--- begin Extracted records ---

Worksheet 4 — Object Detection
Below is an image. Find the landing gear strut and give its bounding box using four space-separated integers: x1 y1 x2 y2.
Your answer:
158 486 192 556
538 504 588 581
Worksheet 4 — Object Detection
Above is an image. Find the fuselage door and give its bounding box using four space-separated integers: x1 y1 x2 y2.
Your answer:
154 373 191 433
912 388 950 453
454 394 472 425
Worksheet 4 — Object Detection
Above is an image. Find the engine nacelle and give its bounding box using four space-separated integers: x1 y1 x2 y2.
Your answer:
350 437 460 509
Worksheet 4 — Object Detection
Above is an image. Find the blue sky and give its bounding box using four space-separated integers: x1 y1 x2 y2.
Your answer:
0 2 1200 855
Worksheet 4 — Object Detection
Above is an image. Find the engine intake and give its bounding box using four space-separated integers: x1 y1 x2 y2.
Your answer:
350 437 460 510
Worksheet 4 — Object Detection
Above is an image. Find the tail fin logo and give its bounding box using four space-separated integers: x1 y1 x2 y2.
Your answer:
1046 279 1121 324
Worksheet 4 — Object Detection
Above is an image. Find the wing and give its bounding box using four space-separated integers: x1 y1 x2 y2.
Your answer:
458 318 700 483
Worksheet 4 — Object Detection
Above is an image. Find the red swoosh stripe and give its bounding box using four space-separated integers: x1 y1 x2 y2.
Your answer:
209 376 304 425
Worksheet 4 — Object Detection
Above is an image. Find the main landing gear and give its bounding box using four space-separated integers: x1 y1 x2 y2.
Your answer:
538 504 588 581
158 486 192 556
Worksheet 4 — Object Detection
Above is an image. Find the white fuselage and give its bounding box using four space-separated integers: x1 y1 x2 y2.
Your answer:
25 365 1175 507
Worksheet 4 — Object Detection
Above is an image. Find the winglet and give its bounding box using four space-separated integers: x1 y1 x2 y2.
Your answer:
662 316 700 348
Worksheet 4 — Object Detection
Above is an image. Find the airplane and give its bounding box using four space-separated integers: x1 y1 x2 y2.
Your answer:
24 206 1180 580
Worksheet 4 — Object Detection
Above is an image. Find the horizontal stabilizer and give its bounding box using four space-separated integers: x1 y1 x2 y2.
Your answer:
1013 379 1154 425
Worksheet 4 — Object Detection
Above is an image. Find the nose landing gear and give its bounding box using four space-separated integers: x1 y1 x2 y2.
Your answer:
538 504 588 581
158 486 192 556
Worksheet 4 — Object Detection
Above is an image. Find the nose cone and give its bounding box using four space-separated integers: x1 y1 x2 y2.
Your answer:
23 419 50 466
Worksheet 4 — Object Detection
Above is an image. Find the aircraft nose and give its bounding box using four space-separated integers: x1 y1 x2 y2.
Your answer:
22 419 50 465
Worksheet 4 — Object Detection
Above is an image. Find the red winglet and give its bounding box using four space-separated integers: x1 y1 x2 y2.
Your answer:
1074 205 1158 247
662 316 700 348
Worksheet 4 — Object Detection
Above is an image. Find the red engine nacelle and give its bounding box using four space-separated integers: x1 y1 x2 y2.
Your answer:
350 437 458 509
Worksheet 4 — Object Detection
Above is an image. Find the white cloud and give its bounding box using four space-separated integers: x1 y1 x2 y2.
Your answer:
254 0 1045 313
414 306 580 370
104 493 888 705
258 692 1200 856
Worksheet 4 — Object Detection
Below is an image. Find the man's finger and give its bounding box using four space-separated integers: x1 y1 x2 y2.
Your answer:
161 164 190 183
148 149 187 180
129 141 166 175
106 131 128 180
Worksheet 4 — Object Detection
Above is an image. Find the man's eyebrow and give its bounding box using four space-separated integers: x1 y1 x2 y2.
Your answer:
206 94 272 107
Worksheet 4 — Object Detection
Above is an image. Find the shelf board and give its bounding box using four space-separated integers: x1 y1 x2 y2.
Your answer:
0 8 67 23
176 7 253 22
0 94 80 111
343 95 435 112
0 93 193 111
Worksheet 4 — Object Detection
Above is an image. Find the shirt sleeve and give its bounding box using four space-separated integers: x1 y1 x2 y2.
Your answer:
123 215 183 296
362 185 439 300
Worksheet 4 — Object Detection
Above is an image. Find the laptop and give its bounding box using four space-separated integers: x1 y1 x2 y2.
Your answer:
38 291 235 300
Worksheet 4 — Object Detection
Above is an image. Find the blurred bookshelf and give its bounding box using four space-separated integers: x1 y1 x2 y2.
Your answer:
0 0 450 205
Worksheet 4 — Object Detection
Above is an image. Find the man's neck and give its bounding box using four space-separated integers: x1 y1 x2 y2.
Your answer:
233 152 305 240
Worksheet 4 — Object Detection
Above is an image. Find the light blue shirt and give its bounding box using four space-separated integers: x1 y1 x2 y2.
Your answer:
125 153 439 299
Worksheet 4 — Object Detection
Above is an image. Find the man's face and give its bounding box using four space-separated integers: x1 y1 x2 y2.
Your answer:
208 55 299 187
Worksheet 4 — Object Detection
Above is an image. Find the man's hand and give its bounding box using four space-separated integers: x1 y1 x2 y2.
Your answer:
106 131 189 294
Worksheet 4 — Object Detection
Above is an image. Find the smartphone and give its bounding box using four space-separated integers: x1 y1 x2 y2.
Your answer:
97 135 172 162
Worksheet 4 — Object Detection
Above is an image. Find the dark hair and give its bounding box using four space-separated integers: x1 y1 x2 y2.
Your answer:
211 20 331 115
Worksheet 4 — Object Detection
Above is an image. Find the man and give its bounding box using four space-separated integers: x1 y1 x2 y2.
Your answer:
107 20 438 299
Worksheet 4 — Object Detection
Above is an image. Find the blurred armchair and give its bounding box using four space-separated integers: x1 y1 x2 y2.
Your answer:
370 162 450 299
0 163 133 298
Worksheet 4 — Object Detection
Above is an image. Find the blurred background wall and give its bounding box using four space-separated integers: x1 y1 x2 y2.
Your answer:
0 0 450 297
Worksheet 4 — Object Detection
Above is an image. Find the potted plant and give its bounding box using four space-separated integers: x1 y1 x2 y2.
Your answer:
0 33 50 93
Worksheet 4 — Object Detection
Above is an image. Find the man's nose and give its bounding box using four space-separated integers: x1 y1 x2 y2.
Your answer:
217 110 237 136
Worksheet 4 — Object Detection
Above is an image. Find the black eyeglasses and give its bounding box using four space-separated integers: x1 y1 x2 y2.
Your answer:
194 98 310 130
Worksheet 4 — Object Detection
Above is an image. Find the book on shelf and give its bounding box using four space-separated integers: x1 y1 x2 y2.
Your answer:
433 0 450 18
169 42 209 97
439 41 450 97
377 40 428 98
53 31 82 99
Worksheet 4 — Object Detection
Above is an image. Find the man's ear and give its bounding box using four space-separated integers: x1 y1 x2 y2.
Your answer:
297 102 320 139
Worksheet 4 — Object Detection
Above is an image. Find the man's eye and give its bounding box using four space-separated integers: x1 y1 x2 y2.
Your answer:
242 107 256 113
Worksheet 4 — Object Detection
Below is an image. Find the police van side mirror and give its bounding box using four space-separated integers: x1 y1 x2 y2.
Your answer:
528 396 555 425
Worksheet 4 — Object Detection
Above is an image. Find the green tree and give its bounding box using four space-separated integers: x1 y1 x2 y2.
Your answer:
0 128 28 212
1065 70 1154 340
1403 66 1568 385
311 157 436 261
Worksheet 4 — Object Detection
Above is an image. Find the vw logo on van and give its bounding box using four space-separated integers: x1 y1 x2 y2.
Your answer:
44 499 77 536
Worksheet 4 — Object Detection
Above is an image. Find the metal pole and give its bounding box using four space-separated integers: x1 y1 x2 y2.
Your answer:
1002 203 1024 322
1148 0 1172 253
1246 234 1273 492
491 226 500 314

--- end Extracted records ---

What the exercise asks. Reproduce every line of the material above without changing anything.

Final result.
Worksheet 4 — Object Detection
Below is an image. Find the landing gear strut and give its bounding box using four space-separated integers: x1 y1 x2 y2.
Your answer:
158 486 192 556
538 504 588 581
Worksheet 4 — Object Detection
Above is an image. Find the fuselage door and give its bounding box using four space-separated integers: x1 y1 x2 y2.
Your answer:
154 373 191 433
912 388 950 453
454 394 472 425
Worksheet 4 — Object Detection
Above is an image. Find the engine nacelle and give its bounding box using four space-separated integers: x1 y1 x2 y2.
Your answer:
350 437 460 509
Worksheet 4 — Object Detection
Above is an image. Find the blue sky and give its bounding box using four space-separated integers: x1 y1 x2 y2.
Your answer:
0 2 1200 855
Worksheet 4 — Object Detection
Above is an image. Find the engine intake and give its bounding box using four space-separated integers: x1 y1 x2 y2.
Your answer:
350 437 460 510
Worksheet 4 — Object Detection
Above is an image. Find the tail fin logo and give its bounding box using four space-separated integers: x1 y1 x2 y2.
Your answer:
1046 279 1121 324
Worksheet 4 — Object Detection
Above is an image. Find the wing and give its bounding box using four space-separated integers: x1 y1 x2 y2.
Your answer:
458 318 700 483
Worksheet 4 — Object Detection
Above is an image. Find the red swoosh stripe and give its bounding box using four space-separated integers: x1 y1 x2 y2.
Your answer:
209 376 304 425
Worksheet 4 — Object Detection
Above is an image. Find the main landing gear and give its bounding box using four space-separated integers: x1 y1 x2 y2.
Your answer:
538 504 588 581
158 486 192 556
Worksheet 4 — Object Detection
Above is an image. Find the white fuselage and give its bounding box using four space-separated integers: x1 y1 x2 y2.
Your answer:
25 365 1175 507
Worksheet 4 — Object Detection
Above is an image. Find the winglet and give its bounding box using four space-separated integers: x1 y1 x2 y2.
Your answer:
662 316 700 348
Worksheet 4 — Object Detection
Above is an image. Find the airplane and give its bounding box using four space-separated integers: x1 y1 x2 y2.
Your answer:
24 206 1180 580
Worksheet 4 — Object Detection
Above is an image. Find the horizontal stabilizer and give its bounding box using four space-separated integers: x1 y1 x2 y2.
Your answer:
1013 379 1154 425
Worksheet 4 — Object Detection
Above is an image. Find the nose landing gear and give its bounding box using four space-separated integers: x1 y1 x2 y2.
Your answer:
538 504 588 581
158 486 192 556
Worksheet 4 — Object Detection
Above is an image. Find the nose cone and give its bounding box using four space-separated integers: x1 y1 x2 y2.
Your answer:
23 419 50 466
Worksheet 4 — Object Detection
Above is an image. Find the aircraft nose and give its bounding box using four space-separated integers: x1 y1 x2 y2.
Your answer:
22 419 50 465
Worksheet 4 — Object Detection
Above is an image. Find the red winglet and give its bounding box using four space-separated integers: x1 y1 x2 y2.
Your answer:
1074 205 1158 247
662 316 700 348
Worksheet 4 — Object Detection
Above is an image. Find the red engine nacelle and give its bounding box using four space-separated integers: x1 y1 x2 y2.
Your answer:
350 437 458 509
Worksheet 4 — Object Detection
Above is an image. Find the white cloud and give its bounding box using four space-separated integers: x1 y1 x2 y2.
Your answer:
254 0 1045 313
414 306 580 370
104 493 888 705
258 692 1200 856
Worksheet 4 — Object Detection
Below is an image. Find the man's finger and give its bounding box using four space-separated integers: x1 y1 x2 y2.
Your answer:
161 164 190 183
148 149 187 180
129 141 166 175
106 131 128 180
Worksheet 4 — Object Detection
Above is an image. Find the man's eyebrow and give its bounding box using four space-separated integers: x1 y1 x2 y2.
Your answer:
206 94 272 107
Worksheet 4 — Object Detection
Above is an image. Find the shelf board and give its bounding box using four space-separated integers: x1 y1 x2 y2.
Your answer:
0 8 67 23
176 7 253 22
0 94 80 111
343 95 435 112
0 93 193 111
Worksheet 4 — Object Detection
Above is an image. Find the shirt sleeve and give its bounding box using four space-separated integers: x1 y1 x2 y2.
Your answer:
123 215 183 296
362 185 439 300
Worksheet 4 — Object Detection
Above is an image. Find the laptop and give its bounding box using four space-separated integers: x1 y1 x2 y2.
Your answer:
38 291 235 300
Worksheet 4 — Object Detection
Above is an image. Find the blurred bookshelf and give its bounding box using four space-separated integers: x1 y1 x2 y2.
Your answer:
0 0 450 205
Worksheet 4 — Object Detection
Above is an image. Find the man's neck and give its bounding box using four space-separated integers: x1 y1 x2 y2.
Your answer:
233 152 305 240
Worksheet 4 — Object Detection
Above is an image. Find the light blue shirt and give its bounding box using four space-separated integers: x1 y1 x2 y2.
Your answer:
125 153 439 299
Worksheet 4 — Object Detection
Above is an image. Find the man's face and give its bounding box using four space-separated integers: x1 y1 x2 y2.
Your answer:
208 55 299 187
Worksheet 4 — Object Detection
Above is an image. Find the man's hand and give its bounding box using four space-separated integers: x1 y1 x2 y2.
Your answer:
106 131 189 294
Worksheet 4 — Object Detection
Above is an image. Find the smartphone and give its bounding box using four space-separated integers: x1 y1 x2 y2.
Your answer:
97 135 172 162
Worksheet 4 — Object Detection
Above is an image. Find the dark hair and give its bounding box using four space-separated integers: x1 y1 x2 y2.
Your answer:
211 20 331 115
Worksheet 4 — Object Detection
Above is an image. Find the man and give its bounding box using four space-separated integers: x1 y1 x2 y2.
Your answer:
107 20 438 299
Worksheet 4 — Object Detection
Above is an image. Find the blurred armchair and give its bounding box using four space-separated integers: x1 y1 x2 y2.
Your answer:
370 162 450 299
0 163 133 298
Worksheet 4 — Object Detection
Above is an image. Find the blurred background wall and give its bounding box using four space-separated integers: x1 y1 x2 y2.
Your answer:
0 0 450 297
Worksheet 4 — Object Detection
Above is an image. Find the potted plant and give its bounding box using four space-separated integers: x1 y1 x2 y2.
Your answer:
0 33 50 93
Worksheet 4 — Object Detection
Above is an image. Find the man's nose and give its bounding box using four space-separated integers: x1 y1 x2 y2.
Your answer:
217 110 237 136
Worksheet 4 — Object Detection
Above is an image. Find the black eyeglasses and give its bounding box using four space-separated integers: x1 y1 x2 y2.
Your answer:
194 98 310 130
Worksheet 4 — Object Detection
Above is an image. Find the book on shelf and give its bounding box using four space-separated integers: x1 y1 x2 y2.
Your answer:
433 0 450 18
169 42 209 97
439 41 450 97
377 40 428 98
53 31 82 99
Worksheet 4 — Object Detection
Above is an image. Find the man's ear and give its bounding box using four space-separated integers: x1 y1 x2 y2.
Your answer:
297 102 320 139
Worksheet 4 — Object Detection
Above is an image. Find the man's eye and give its bounding box using four space-separated integers: x1 y1 x2 y2.
Your answer:
242 107 256 113
Worksheet 4 — Object Detection
Below is an image. Find the police van side mirror and give its bounding box using four space-separated integers: x1 y1 x2 y2.
Your answer:
528 396 555 425
Worksheet 4 — Object Detection
Above is an image. Find the green tree and give its bounding box using four space-separated integers: x1 y1 x2 y2.
Your answer:
0 128 28 212
1065 70 1154 340
1403 66 1568 385
311 157 436 261
Worksheet 4 — Object Detection
Above is an image. Find the vw logo on van and give its bounding box using four space-separated integers: x1 y1 x2 y2.
Your answer:
44 499 77 536
Worksheet 4 — Object Detection
Above is an image. Find the metal pole and give its bounding box using four space-separated integers: x1 y1 x2 y2.
Your answer:
1002 203 1024 322
1148 0 1172 253
1246 234 1273 492
491 226 500 314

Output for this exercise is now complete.